SUPPLIED TEXT:
A key reason that many people like static SQL, especially when they are paying for CPU usage, is the potential to reduce CPU consumption. With dynamic SQL, there can be significant overhead for determining an access plan, sending prepare messages back and forth, and so on. While the pureQuery client optimization feature won't turn poorly written SQL into a road runner, it eliminates this overhead and can therefore reduce DB2 CPU usage, sometimes significantly.

To illustrate, IBM has run some lab tests using the IRWW benchmark to measure the benefit of static SQL when compared with dynamic SQL for .NET applications. The chart below (Figure 2) shows that in this particular environment, the lab was able to significantly reduce CPU utilization by using static SQL. They even saw good results when DB2 was finely tuned and was able to attain 100% statement cache hit ratios. For more information about this performance study, see the article "More pureQuery Performance: Now with .NET applications accessing DB2 for z/OS" (see Resources).

Figure 2. .NET-based IRWW benchmark average CPU consumption per transaction (lower is better)
.NET-based IRWW benchmark average CPU consumption per transaction

In addition, because the access plan is determined ahead of time (at bind time), your applications are much more likely to yield consistent, stable performance.

Finally, from a security point of view, static execution of SQL provides greater control over the SQL that is executed and can help reduce the risk of SQL injection, which is a known security risk for dynamic SQL. This is because with static packages, you only need to authorize users to execute the package, which means they are limited to only executing SQL that's in the package. With dynamic SQL, you need to provide access to the underlying data object.

If you're interested in learning more about how pureQuery client optimization can help you transform your existing .NET applications to use static SQL (without modifying any source code!), then read on.


Enable an existing application for pureQuery using client optimization

A key benefit of pureQuery is the ability for database applications to take advantage of static SQL when they may not have been able to before. As mentioned before, static SQL (as defined by DB2) is the ability to precompile an application's SQL before the application is executed for the first time. Having this information can provide insights that may improve performance, problem determination, and security.

Support for static SQL in new application development has been around for a long time for traditional programming languages (for example, COBOL or C) and more recently for Java applications (for example, through Java's SQLJ language extension and the Java pureQuery API). Existing ODBC- and CLI-based applications that were implemented without the programming languages static SQL support can leverage static SQL through DB2's CLI/ODBC Static Profiling feature. With the introduction of the pureQuery client optimization feature, existing .NET applications can now also reap the benefits of static SQL.

The pureQuery client optimization feature was designed with those existing applications in mind, for which a re-implementation of the data access layer (to take advantage of static SQL) is not a viable option. The process of enabling an existing application for pureQuery (or in other words, static SQL) is divided into four phases, which are depicted in Figure 3.

DATA SHOWN:
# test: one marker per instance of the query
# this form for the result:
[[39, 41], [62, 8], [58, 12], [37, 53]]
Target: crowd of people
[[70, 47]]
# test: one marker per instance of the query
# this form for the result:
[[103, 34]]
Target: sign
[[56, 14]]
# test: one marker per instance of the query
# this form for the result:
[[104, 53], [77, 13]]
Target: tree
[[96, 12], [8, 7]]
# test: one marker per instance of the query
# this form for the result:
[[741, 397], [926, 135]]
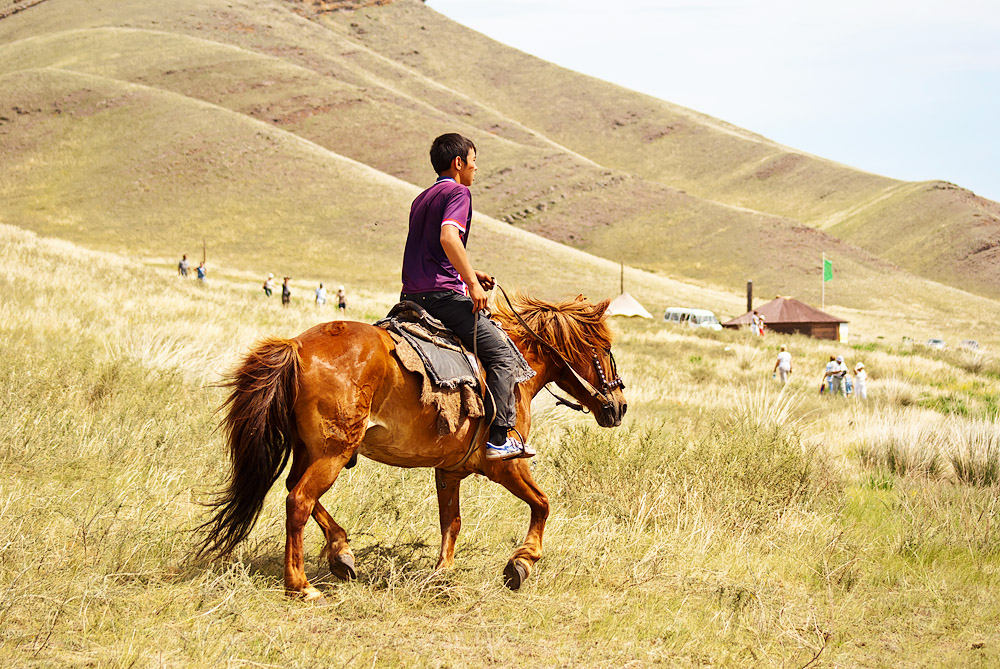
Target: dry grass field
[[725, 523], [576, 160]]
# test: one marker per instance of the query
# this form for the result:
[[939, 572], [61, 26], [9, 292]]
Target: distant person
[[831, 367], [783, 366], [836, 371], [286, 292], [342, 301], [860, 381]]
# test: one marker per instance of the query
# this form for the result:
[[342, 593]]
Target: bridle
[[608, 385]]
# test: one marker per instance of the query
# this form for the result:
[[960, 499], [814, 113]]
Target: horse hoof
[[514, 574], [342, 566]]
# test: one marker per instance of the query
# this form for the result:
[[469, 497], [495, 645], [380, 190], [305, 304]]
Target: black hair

---

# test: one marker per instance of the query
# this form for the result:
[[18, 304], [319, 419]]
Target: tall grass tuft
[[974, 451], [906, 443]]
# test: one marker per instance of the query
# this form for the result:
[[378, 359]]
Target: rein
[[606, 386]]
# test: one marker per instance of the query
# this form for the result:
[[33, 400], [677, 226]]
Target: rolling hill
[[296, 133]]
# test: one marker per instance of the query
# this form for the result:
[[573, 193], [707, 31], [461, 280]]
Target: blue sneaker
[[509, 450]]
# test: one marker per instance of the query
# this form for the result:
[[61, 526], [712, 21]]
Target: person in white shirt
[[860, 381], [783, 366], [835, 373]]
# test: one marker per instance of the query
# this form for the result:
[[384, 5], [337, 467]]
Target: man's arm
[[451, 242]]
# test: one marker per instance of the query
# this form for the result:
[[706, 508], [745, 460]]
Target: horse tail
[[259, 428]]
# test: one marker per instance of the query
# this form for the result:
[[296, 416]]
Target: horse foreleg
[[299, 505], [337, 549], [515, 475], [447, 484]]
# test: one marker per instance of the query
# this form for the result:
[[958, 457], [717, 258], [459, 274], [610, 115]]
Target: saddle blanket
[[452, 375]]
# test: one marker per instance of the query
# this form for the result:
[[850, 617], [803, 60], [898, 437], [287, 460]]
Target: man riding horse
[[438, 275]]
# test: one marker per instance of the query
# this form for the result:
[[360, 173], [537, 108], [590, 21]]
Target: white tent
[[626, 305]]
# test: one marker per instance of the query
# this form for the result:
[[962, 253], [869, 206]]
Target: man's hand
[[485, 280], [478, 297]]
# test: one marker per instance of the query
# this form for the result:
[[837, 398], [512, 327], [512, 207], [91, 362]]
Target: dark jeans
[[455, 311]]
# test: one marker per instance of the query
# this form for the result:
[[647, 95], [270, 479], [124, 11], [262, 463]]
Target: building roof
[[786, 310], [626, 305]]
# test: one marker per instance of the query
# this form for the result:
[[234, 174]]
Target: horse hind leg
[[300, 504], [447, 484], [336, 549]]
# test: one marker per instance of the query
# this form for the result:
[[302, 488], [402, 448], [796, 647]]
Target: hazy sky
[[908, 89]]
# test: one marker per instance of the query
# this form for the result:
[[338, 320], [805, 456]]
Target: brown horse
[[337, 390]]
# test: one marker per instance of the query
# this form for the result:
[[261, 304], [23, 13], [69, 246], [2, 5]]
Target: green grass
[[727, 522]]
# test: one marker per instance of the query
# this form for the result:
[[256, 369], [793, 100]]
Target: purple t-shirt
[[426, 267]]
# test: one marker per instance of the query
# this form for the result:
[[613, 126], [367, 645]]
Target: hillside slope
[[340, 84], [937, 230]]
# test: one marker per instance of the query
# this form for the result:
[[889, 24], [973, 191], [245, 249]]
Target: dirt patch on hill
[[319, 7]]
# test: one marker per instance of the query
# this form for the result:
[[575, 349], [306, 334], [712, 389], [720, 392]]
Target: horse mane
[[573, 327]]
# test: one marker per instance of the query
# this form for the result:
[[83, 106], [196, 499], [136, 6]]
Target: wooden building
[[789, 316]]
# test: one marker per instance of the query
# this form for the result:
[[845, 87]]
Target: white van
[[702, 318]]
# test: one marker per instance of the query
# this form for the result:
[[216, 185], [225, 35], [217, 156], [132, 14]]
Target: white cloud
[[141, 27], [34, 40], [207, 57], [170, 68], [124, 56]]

---

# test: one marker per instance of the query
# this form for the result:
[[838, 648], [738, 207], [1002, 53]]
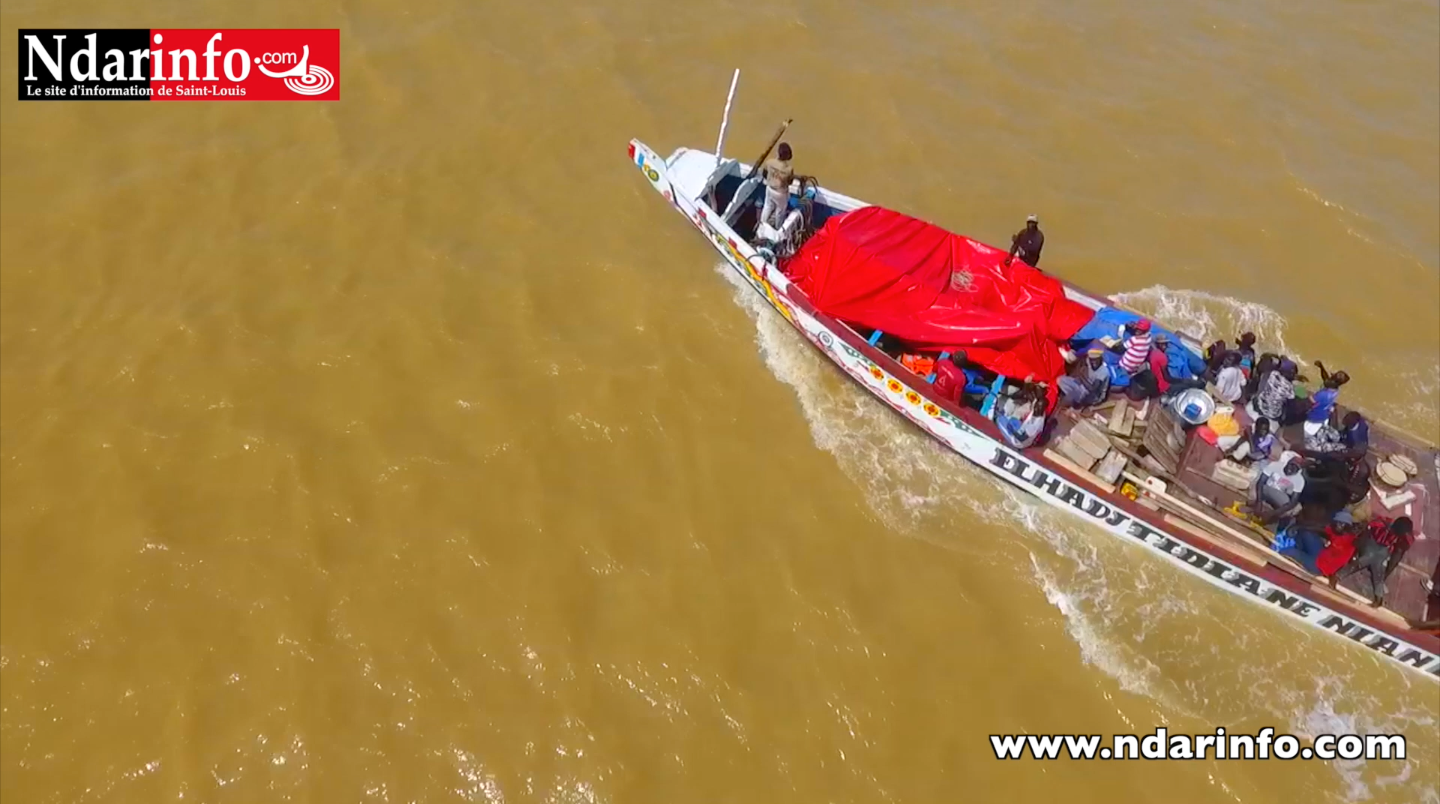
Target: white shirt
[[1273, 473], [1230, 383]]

DIRECTIONS: Summarize the pureQuery text in three sentences. The listing plays no part in this exercise.

WRITTEN RESPONSE: Static SQL can reduce DB2 CPU usage because the pureQuery client optimization feature eliminates the overhead that dynamic SQL incurs for determining an access plan and sending prepare messages, and IBM lab tests with the IRWW benchmark on .NET applications showed a significant reduction in CPU utilization. Because the access plan is determined at bind time, static SQL is also more likely to yield consistent, stable performance, and it can reduce the risk of SQL injection by limiting users to executing only the SQL in a package they are authorized to run. The client optimization feature lets existing .NET applications use static SQL without modifying source code or reimplementing the data access layer, through an enabling process divided into four phases.